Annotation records

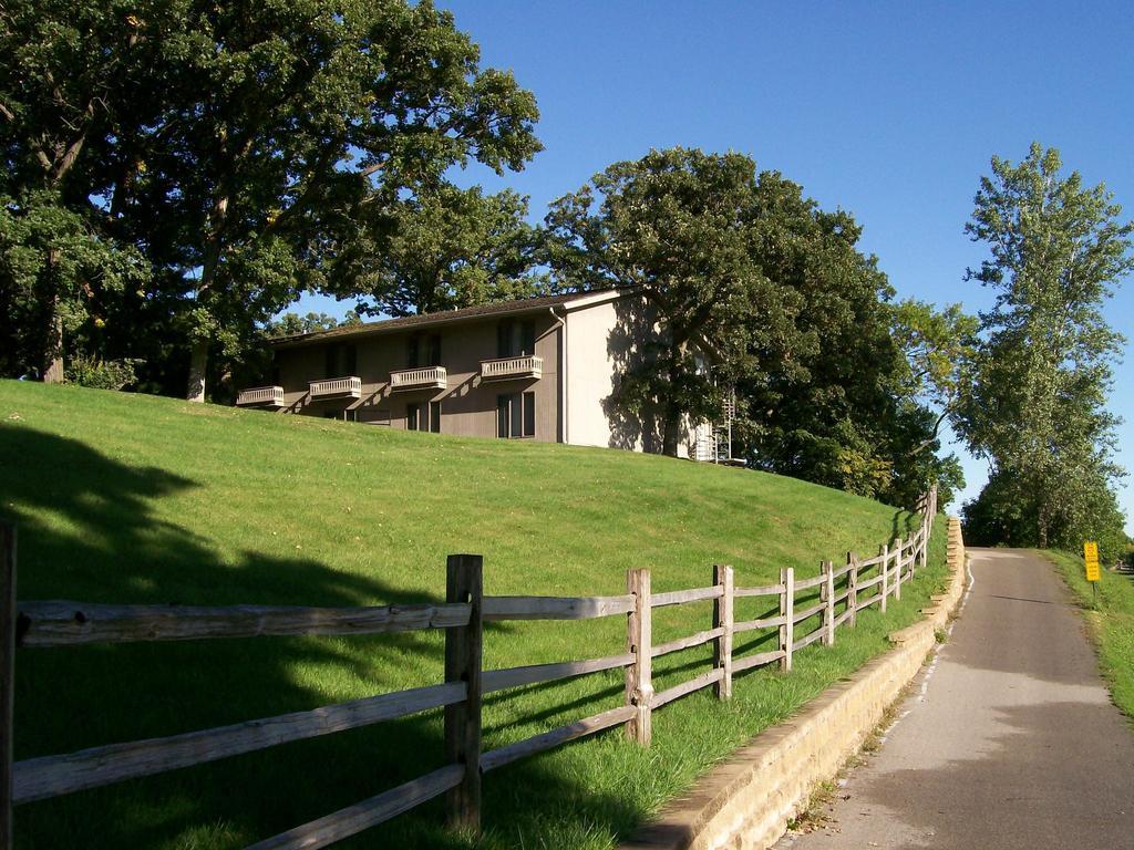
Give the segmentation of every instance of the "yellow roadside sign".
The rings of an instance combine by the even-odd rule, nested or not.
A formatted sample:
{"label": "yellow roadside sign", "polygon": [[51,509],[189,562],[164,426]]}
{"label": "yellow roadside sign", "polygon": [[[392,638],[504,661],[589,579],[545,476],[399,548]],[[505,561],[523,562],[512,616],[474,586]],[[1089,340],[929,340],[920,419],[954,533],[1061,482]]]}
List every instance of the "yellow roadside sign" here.
{"label": "yellow roadside sign", "polygon": [[1099,580],[1099,544],[1088,541],[1083,544],[1083,563],[1086,567],[1086,580]]}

- SET PROBLEM: Write out every line of all the entries above verbatim, and leave the pictures out.

- RESPONSE TO THE EXERCISE:
Give the segmentation of every instance of the "yellow roadside sign".
The rings of an instance combine by the even-odd rule, nested or not.
A formatted sample:
{"label": "yellow roadside sign", "polygon": [[51,509],[189,562],[164,426]]}
{"label": "yellow roadside sign", "polygon": [[[392,638],[504,661],[589,579],[545,476],[399,548]],[[505,561],[523,562],[512,616],[474,586]],[[1089,340],[929,340],[920,419],[954,533],[1061,482]]]}
List every instance of the "yellow roadside sign" here.
{"label": "yellow roadside sign", "polygon": [[1099,580],[1099,544],[1088,541],[1083,544],[1083,563],[1086,567],[1086,580]]}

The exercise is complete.